What to do:
1 - According to the abstract on gene therapy for Wiskott-Aldrich Syndrome, why must safer genome-engineering technologies be developed? Answer in one to three sentences.
2 - Summarize the abstract on gene therapy for Wiskott-Aldrich Syndrome in two sentences.
3 - Write the next part of the article on gene therapy for Wiskott-Aldrich Syndrome, starting after its abstract.

Document segment:
Gene therapy for Wiskott-Aldrich Syndrome—Long-term reconstitution and clinical benefits, but increased risk for leukemogenesis

Christian Joerg Braun 1, Maximilian Witzel 1, Anna Paruzynski 2,, Kaan Boztug 3,, Christof von Kalle 2, Manfred Schmidt 2, Christoph Klein 1,*
PMCID: PMC4755244  PMID: 26942098

Abstract

Wiskott-Aldrich-Syndrome (WAS) is a rare X-linked recessive disease caused by mutations of the WAS gene. It is characterized by immunodeficiency, autoimmunity, low numbers of small platelets (microthrombocytopenia) and a high risk of cancer, especially B cell lymphoma and leukemia.

Keywords: Wiskott-Aldrich-Syndrome, gene therapy, insertional mutagenesis, leukemia, immunodeficiency

Abbreviations

WAS

Wiskott-Aldrich-Syndrome

HSCT

haematopoietic stem cell transplantation

WASP

WAS protein

HLA

human leukocyte antigen

GT

gene therapy, HSC, haematopoietic stem cell

CGD

chronic granulomatous disease

ADA

adenosine deaminase

SCID

severe combined immunodeficiency

rhG-CSF

recombinant human granulocyte colony-stimulating factor

LTR

long terminal repeat

LAM-PCR

linear amplification-mediated polymerase chain reaction

nr

nonrestrictive

ISs

insertion sites

TSS

transcription start site

T-ALL

T-cell acute lymphoblastic leukemia

AML

acute myeloid leukemia

SIN

self-inativating

Haematopoietic stem cell transplantation (HSCT) is considered the standard curative therapy option – but the procedure can have major side effects and is limited by donor availability. Gene therapy with gammaretroviral vectors is able to overcome some of these shortcomings and lead to (at least a partial and temporary) functional immune system reconstitution, but it is associated with the development of leukemia after viral integration and oncogene transactivation. The high rate of integration-associated oncogene activation underlines the necessity for the development and application of safer genome-engineering technologies with similar efficacy and reduced toxicity.

(Natural-language object grounding data)

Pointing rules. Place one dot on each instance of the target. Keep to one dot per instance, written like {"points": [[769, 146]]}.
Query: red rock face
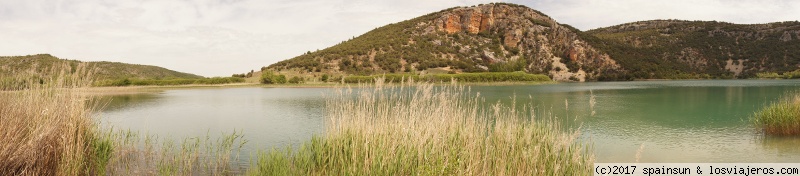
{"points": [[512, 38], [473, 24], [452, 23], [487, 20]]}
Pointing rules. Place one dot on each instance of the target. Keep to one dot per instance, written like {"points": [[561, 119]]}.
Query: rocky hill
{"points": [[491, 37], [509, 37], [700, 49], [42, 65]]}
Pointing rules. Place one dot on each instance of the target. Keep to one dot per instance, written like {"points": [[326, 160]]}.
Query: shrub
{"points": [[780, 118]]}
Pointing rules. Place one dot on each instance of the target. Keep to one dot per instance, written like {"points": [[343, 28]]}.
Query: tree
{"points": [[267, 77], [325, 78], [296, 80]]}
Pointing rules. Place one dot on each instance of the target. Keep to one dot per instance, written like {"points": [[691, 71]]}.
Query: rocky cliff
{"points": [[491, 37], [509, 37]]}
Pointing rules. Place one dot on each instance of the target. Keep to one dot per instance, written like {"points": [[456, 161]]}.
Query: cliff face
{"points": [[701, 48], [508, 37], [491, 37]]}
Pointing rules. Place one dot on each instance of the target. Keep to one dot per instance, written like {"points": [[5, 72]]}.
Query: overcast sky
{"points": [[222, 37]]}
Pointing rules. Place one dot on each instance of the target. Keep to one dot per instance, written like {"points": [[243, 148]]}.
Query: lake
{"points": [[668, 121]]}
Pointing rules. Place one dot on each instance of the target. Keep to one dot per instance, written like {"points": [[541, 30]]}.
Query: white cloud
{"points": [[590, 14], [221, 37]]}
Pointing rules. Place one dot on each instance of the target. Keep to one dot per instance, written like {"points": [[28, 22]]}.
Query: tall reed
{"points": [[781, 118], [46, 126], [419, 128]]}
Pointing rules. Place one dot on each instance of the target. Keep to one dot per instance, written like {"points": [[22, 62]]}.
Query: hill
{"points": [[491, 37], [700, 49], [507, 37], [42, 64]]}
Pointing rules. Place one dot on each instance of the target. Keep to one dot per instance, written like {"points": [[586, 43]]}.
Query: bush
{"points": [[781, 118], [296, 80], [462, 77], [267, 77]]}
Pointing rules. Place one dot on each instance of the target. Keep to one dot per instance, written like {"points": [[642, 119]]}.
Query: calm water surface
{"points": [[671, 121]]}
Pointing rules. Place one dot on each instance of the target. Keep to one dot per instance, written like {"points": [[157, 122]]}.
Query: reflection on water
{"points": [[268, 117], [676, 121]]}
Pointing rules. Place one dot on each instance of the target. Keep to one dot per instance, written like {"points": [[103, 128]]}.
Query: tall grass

Answers given:
1 - Gene therapy with gammaretroviral vectors is associated with leukemia that develops after viral integration and oncogene transactivation. The high rate of this integration-associated oncogene activation shows that technologies with similar efficacy and reduced toxicity are needed.

2 - Wiskott-Aldrich Syndrome is a rare X-linked recessive disease caused by mutations of the WAS gene, marked by immunodeficiency, autoimmunity, microthrombocytopenia and a high cancer risk. Haematopoietic stem cell transplantation is the standard curative option but is limited by side effects and donor availability, while gammaretroviral gene therapy can at least partially restore immune function yet carries a risk of leukemia, so safer genome-engineering technologies are needed.

3 -
Wiskott-Aldrich-Syndrome (WAS) is a rare X-linked recessive disease caused by mutations of the WAS gene1 and characterized by autoimmunity, low numbers of small platelets (microthrombocytopenia), immunodeficiency, and a high risk of cancer, especially B cell lymphoma and leukemia.2 WAS protein (WASP) acts as a key regulator for the polymerization of actin in haematopoietic cells.3 WASP deficiency, therefore, leads to malfunctions of different leukocyte subsets, including defective T and B cell responses, impaired migration, and significant impairment of NK immunological synapse formation.4,5 Severe and generalized infections, bleeding and malignancies lead to an early death in severe WAS.6 The standard therapy is allogeneic HSCT. Although this is usually an effective and curative treatment, it is often associated with significant morbidity and sometimes mortality, especially if no human leukocyte antigen (HLA)-matched HSCT donor is available.7

Gene Therapy as an Alternative Treatment for WAS Leads to Molecular Und Functional Correction of Disease

Over the last decades, gammaretrovirus-based HSC gene therapy (GT) has emerged as an alternative therapeutic strategy for the treatment of hereditary diseases of the immune system (reviewed in8,9). Patients suffering from chronic granulomatous disease (CGD),10 adenosine deaminase (ADA)-deficient severe combined immunodeficiency (SCID),11,12 and X-linked SCID13-15 experienced clinical improvements and at least partial or temporary correction of immune cell functions. However, severe clinical side-effects, including acute leukemia secondary to insertional mutagenesis and activation of proto-oncogenes, have raised concerns about therapeutic safety.16-22

Ten patients suffering from WAS were treated with haematopoietic GT using classical gammaretroviral vectors between 2006 and 2009.23,24 Briefly, after stimulation with recombinant human granulocyte colony-stimulating factor (rhG-CSF) and/or plerixafor, peripheral mononuclear cells were harvested and transduced with a replication-incompetent gammaretroviral vector that expressed a healthy copy of WAS driven by a murine stem cell virus-derived long terminal repeat (LTR) sequence. Patients were conditioned using myeloablative busulfan therapy (8mg/kg) prior to reinfusion of transduced cells. After GT, we were able to observe a strong and sustained expression of WASP in peripheral nuclear blood cells and in platelets, along with an overall reconstitution of lymphocyte function. Patients also showed remarkable clinical improvements with partial to complete resolution of autoimmunity, bleeding diathesis and susceptibility for infections.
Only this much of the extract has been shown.